[[ SOURCE EXTRACT, beginning ]]

January 16, 2006
Well, the day is almost over, and I haven’t done anything useful. I’m such a slacker. I did begin the laundry, and I need to go down to the basement and deal with the load in the washer. Other than that I fiddled about with TiVo settings and watched various things on Food Network and TCM. I had some trouble with the desktop application for the TiVo transfers. I ultimately had to delete every file with the word TiVo in its name by hand; then do a reinstall. It’s working though, and I copied a file to my machine. Didn’t try a DVD burn though. I have three blank DVDs but they are fairly nice. I need to go buy some cheap ones to practice with.

[[ SOURCE EXTRACT, end ]]

#### WORK ORDER 1
Answer these questions about the January 16, 2006 entry, one per line:
(a) Which household chore did the writer begin?
(b) On which two channels did the writer watch various things?
(c) How many blank DVDs does the writer have?
#### WORK ORDER 2
Copy the January 16, 2006 entry from "January 16, 2006" to "to practice with.".
#### WORK ORDER 3
Carry on the January 16, 2006 entry, starting after its final sentence.

[[ SOURCE DATA, beginning ]]

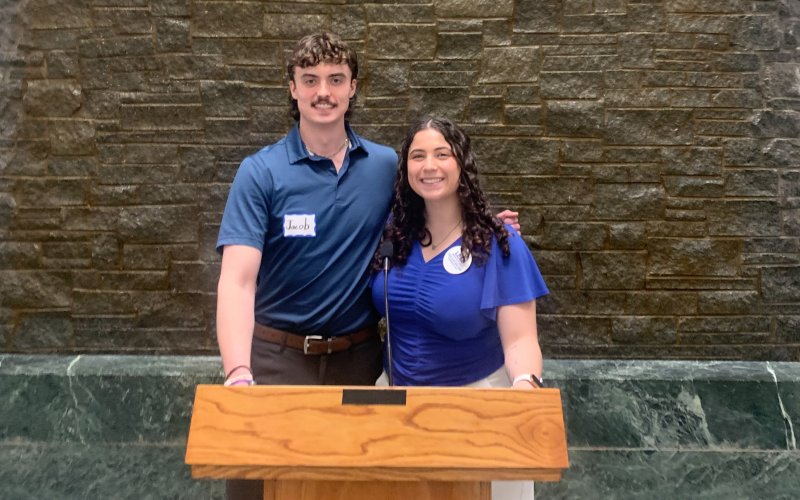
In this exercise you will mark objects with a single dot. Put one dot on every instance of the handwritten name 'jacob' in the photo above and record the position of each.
(299, 225)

[[ SOURCE DATA, end ]]

#### RESPONSE AREA 1
(a) The laundry
(b) Food Network and TCM
(c) Three

#### RESPONSE AREA 2
January 16, 2006
Well, the day is almost over, and I haven’t done anything useful. I’m such a slacker. I did begin the laundry, and I need to go down to the basement and deal with the load in the washer. Other than that I fiddled about with TiVo settings and watched various things on Food Network and TCM. I had some trouble with the desktop application for the TiVo transfers. I ultimately had to delete every file with the word TiVo in its name by hand; then do a reinstall. It’s working though, and I copied a file to my machine. Didn’t try a DVD burn though. I have three blank DVDs but they are fairly nice. I need to go buy some cheap ones to practice with.

#### RESPONSE AREA 3
I feel badly. Partly, if not all physical. I so have physical symptoms and whatnot. But maybe it’s partly mental. My brain is stupid, so it’s probably partly my brain. I was having bad thoughts today about my life. I kept thinking that I wanted to just be a housewife, to stay home, keep things tidy, sew, cook for someone. I want to just do that. Maybe I just want someone who is mine to take care of. But that’s an all-wrong thought and my women’s studies training slapped my conscience around for such inappropriate thoughts. I think all the wrong things. Maybe I’m just still having nostalgic loneliness for the things I used to be able to do when I was home for the holidays, for the things I wanted to do but didn’t get to. I don’t know. I often think that I was born in the wrong time period. I just know that sometimes, like today, I think things that I know I’m not supposed to, that everything I’ve ever been taught says are wrong. I don’t know why I think such wrong things, so many different wrong things.